◆ WHAT THIS TASK INVOLVES
The required output is the lines below from the line containing "cap and provide bounding boxes." to the line containing "barrier and provide bounding boxes.", inclusive, retyped exactly. No other lines belong in it.

◆ PROVIDED MATERIAL
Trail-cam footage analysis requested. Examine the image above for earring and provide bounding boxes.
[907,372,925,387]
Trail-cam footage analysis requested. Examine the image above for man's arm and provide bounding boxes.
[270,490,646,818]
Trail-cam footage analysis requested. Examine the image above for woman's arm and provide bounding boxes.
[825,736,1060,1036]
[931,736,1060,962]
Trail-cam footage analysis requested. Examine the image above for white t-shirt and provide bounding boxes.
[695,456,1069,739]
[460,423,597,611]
--
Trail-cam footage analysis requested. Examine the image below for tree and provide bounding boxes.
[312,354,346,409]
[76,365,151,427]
==
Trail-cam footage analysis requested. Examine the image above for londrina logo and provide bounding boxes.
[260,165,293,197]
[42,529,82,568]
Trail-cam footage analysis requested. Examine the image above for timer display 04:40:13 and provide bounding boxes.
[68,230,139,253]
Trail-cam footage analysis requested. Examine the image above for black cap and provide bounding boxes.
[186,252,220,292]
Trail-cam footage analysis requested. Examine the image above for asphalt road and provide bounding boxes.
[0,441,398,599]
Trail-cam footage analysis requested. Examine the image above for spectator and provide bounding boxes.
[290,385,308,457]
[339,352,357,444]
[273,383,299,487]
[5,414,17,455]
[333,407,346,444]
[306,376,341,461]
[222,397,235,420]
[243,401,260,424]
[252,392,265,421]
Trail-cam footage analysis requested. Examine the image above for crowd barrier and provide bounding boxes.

◆ ANSWER SECTION
Trail-cam footage analysis requested. Examine the image above for black cap and provide bounding boxes.
[186,252,220,292]
Trail-cam footage analysis requested. Examine the image above for asphalt road and provide bounding boxes.
[0,441,398,599]
Trail-cam footage analysis requested. Examine the image above for spectator and provide bounding boxes.
[290,385,308,457]
[339,352,357,444]
[273,383,299,487]
[5,414,17,455]
[333,407,346,444]
[306,376,341,461]
[222,397,235,420]
[243,401,260,424]
[252,392,265,421]
Trail-cam footage analysis requested. Examine the image above for crowd barrier and provide bounding boxes.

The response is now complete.